» Required action
Nothing but the lines from the one containing "of the haze" to the final line of the entries should appear, copied exactly and without pictures.

» Task input
▼

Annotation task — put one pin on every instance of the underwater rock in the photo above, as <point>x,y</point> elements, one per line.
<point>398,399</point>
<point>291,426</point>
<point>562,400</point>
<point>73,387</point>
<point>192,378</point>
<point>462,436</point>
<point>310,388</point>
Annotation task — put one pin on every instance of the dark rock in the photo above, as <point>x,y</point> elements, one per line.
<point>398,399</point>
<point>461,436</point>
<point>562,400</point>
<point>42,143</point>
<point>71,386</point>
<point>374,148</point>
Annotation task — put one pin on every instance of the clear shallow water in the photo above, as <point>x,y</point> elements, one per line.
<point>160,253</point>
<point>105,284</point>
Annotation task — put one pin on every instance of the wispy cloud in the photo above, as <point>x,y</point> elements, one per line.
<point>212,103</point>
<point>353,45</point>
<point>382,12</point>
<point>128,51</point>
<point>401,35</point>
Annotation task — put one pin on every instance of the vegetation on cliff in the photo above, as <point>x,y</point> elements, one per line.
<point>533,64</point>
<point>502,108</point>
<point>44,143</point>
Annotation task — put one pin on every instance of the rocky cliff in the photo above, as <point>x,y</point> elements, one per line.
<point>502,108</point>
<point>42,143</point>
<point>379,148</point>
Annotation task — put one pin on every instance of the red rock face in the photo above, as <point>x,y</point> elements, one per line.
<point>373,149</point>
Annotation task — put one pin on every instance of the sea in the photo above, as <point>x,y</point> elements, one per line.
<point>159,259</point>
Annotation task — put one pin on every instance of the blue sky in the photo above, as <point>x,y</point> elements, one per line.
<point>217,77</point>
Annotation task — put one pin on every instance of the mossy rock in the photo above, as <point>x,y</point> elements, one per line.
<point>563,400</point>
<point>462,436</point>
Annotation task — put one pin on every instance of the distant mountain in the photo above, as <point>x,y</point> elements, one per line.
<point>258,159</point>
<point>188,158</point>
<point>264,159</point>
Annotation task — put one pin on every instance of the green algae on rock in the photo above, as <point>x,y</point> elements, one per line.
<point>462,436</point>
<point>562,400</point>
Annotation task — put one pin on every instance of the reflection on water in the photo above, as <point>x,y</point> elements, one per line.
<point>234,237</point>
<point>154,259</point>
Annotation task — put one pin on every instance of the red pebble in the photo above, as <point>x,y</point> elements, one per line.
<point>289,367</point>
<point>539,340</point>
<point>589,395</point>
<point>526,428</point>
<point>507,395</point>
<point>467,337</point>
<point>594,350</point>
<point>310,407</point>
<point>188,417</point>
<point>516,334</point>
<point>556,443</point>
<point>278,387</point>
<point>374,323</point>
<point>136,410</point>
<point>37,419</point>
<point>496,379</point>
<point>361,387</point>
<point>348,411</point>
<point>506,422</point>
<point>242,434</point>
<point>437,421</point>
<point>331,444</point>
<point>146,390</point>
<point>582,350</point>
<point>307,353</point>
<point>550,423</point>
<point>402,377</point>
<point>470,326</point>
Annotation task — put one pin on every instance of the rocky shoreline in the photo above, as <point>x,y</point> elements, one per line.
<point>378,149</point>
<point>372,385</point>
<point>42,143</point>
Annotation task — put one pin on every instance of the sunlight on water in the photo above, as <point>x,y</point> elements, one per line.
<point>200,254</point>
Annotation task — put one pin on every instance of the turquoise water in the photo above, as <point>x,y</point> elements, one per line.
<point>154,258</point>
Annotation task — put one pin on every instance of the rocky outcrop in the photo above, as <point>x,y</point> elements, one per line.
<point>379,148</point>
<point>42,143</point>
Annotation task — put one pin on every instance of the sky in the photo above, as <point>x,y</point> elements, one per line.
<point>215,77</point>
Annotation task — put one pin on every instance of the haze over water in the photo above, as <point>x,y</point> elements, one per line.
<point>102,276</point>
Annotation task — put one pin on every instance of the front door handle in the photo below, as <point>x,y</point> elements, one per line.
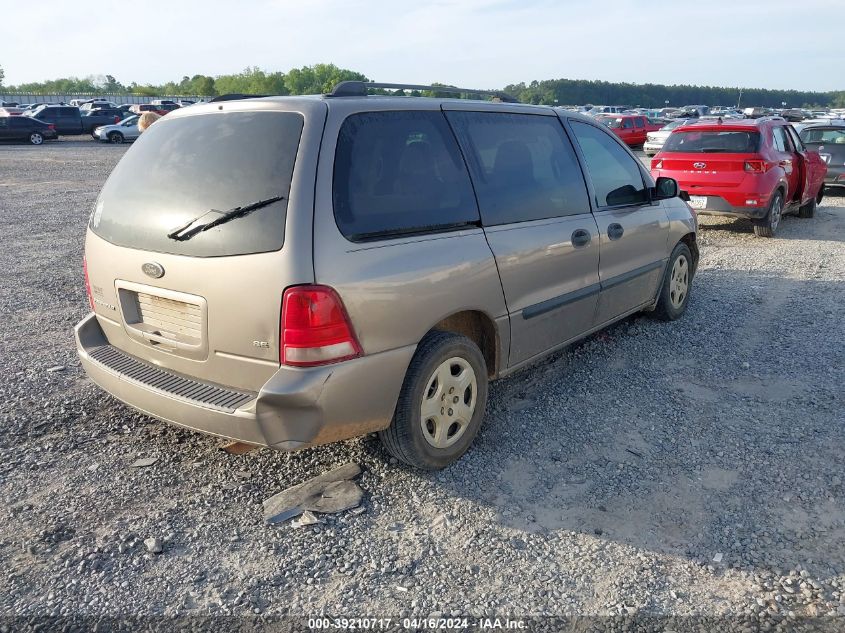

▲

» Exercise output
Annotation task — put one pin on every instance of the haze over water in the photo above, as <point>x,y</point> elements, one per line.
<point>102,276</point>
Annotation task — put one pin on every instance of the front door handle in the photo below, as <point>x,y</point> elements, one per line.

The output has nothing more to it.